→ **Task requirements**: Starting from the line that contains "Question. For every instance of the small", reproduce each line exactly through the end of the material, and include no other lines.

───── Entries provided ─────

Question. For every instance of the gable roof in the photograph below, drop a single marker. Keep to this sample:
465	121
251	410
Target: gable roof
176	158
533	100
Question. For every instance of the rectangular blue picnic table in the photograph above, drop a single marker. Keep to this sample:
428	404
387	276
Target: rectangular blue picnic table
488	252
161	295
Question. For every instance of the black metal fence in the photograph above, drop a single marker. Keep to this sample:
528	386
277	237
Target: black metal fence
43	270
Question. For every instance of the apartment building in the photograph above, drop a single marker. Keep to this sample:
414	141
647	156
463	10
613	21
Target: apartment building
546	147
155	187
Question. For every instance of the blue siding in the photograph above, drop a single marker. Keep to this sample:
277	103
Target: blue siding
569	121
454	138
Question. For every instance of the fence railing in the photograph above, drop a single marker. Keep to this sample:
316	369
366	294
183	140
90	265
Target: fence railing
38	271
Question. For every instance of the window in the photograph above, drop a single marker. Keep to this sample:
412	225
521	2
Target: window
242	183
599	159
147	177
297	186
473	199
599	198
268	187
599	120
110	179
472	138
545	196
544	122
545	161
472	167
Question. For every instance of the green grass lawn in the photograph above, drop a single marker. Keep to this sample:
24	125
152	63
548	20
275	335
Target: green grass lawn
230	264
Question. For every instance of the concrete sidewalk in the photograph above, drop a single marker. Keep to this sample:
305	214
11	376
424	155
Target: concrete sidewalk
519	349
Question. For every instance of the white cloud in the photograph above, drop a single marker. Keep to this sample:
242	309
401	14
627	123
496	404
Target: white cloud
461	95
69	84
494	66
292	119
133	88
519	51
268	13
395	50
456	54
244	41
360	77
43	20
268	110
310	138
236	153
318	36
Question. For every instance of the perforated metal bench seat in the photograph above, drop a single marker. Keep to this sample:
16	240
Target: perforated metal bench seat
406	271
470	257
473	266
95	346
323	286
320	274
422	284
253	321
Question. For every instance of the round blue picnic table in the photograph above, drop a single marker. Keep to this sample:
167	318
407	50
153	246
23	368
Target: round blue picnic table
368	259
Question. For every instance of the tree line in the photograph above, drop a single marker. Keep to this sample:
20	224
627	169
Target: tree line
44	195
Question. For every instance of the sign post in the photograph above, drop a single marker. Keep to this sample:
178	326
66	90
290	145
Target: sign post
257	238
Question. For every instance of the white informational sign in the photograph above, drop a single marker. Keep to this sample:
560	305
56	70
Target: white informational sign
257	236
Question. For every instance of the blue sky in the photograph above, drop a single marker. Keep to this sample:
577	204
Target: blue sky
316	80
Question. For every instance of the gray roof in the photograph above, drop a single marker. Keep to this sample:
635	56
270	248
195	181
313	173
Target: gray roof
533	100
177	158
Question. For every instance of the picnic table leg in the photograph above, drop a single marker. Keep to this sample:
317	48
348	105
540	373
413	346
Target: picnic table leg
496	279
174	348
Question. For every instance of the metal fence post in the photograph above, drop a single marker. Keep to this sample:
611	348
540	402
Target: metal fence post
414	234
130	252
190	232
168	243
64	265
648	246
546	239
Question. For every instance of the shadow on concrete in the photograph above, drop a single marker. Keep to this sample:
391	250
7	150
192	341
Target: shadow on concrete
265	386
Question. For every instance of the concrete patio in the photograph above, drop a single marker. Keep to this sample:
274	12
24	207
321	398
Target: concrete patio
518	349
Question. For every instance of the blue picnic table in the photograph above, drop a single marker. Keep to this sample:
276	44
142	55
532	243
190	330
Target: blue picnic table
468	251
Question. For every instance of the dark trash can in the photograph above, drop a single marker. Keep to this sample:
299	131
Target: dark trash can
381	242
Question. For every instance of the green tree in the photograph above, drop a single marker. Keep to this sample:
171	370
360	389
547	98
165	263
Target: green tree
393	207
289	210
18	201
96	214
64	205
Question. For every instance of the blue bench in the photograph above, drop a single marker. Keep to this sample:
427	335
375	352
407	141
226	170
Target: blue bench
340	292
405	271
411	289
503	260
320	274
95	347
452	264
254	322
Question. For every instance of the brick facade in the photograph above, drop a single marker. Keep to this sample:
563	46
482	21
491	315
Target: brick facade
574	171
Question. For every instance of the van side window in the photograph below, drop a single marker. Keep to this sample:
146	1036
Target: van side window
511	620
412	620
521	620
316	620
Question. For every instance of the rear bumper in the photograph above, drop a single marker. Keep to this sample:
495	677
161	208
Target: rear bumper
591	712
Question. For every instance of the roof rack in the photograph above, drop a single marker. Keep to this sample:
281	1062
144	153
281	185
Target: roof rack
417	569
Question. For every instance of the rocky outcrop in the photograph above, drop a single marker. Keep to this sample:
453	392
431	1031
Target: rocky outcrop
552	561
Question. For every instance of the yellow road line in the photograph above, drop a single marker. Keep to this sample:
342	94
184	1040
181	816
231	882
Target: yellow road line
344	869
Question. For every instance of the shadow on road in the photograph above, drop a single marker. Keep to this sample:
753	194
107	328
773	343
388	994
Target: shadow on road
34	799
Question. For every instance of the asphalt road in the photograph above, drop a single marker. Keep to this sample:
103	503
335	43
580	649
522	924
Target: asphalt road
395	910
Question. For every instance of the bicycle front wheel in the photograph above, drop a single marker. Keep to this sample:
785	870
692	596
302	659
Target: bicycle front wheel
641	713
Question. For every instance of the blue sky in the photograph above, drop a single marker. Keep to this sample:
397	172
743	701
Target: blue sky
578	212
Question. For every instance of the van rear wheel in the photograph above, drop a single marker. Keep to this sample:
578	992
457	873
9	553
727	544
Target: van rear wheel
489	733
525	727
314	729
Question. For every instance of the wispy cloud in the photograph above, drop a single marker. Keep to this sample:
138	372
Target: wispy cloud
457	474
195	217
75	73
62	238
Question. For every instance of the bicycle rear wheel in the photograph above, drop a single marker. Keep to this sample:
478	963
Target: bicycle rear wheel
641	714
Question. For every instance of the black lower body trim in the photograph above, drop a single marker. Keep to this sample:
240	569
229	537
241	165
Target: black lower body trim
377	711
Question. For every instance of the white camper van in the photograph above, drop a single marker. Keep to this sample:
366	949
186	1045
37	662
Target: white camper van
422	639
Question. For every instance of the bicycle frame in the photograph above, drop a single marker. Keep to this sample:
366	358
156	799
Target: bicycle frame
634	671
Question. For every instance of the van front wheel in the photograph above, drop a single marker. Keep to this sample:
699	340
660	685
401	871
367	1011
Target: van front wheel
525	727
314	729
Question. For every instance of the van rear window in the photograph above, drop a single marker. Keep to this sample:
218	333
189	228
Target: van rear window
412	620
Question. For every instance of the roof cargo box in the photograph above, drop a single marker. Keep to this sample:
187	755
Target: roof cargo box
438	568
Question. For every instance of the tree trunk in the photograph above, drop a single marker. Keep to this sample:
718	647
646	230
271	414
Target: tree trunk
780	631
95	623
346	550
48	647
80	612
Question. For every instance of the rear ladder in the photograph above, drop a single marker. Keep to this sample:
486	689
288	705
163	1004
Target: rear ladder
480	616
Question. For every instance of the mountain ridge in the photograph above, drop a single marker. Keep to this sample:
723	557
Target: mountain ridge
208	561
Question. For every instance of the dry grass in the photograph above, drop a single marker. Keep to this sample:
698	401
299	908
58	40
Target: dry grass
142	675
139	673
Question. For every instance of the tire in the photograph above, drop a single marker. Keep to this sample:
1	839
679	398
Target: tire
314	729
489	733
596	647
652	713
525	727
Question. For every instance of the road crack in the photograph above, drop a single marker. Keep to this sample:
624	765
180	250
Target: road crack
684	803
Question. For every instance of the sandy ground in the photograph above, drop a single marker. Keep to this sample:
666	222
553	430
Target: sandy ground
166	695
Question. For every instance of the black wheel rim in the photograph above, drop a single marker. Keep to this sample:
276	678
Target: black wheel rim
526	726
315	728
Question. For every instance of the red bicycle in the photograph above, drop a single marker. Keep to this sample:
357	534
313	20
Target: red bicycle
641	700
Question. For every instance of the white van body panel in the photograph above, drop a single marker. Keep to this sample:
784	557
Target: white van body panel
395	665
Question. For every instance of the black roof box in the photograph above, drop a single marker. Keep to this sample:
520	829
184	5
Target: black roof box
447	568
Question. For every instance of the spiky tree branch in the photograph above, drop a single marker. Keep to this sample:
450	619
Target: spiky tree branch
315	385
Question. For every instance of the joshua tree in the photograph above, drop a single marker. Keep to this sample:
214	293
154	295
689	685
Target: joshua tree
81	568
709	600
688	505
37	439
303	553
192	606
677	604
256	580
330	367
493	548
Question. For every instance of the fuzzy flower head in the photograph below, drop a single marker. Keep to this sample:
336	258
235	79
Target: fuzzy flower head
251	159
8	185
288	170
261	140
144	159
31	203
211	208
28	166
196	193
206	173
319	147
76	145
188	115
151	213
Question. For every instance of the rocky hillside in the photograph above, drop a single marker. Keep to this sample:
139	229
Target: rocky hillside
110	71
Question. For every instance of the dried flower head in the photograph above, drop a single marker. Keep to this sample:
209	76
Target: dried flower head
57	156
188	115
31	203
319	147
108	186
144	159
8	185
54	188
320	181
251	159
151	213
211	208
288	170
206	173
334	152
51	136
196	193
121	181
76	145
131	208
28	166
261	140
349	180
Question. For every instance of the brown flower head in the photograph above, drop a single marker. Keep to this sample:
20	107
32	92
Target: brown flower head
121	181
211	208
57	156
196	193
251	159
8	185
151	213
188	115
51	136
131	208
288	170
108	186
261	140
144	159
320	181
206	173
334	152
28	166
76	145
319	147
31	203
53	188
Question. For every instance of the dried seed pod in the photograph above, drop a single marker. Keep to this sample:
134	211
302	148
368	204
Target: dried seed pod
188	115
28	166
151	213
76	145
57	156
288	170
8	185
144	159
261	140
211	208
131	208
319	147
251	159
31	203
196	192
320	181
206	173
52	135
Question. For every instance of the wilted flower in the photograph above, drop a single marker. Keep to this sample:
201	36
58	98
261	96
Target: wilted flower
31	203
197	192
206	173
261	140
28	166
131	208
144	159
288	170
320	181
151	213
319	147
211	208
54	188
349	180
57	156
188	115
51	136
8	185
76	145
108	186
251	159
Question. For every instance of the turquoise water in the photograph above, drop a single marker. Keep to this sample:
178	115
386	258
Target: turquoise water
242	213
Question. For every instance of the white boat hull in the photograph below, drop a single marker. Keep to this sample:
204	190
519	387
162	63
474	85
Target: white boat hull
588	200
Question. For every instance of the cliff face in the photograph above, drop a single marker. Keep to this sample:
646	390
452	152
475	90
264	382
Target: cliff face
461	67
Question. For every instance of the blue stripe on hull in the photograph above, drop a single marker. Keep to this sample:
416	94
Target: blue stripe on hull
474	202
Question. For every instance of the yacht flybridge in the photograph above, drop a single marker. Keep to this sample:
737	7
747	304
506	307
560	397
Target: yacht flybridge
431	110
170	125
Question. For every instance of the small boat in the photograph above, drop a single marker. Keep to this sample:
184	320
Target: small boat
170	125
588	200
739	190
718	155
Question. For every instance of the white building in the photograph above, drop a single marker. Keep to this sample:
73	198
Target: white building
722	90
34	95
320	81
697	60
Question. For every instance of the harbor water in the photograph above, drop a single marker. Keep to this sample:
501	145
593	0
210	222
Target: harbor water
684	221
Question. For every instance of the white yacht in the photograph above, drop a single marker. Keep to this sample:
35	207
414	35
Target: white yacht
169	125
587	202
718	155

─────

→ **The response**:
Question. For every instance of the small boat in the photograph above, drop a single marker. Keep to this sample:
184	320
Target: small boat
170	125
588	200
739	190
718	155
Question. For every instance of the white building in the photograph above, drop a single marker. Keep to this sample:
73	198
Target: white building
722	90
34	95
320	81
697	60
Question. For every instance of the harbor water in the photograph above, drop a single marker. Keep to this sample:
501	145
593	0
210	222
Target: harbor water
684	221
Question. For every instance of the white yacht in the photograph above, drop a single marker. Keep to this sample:
35	207
414	35
Target: white yacht
169	125
587	202
718	155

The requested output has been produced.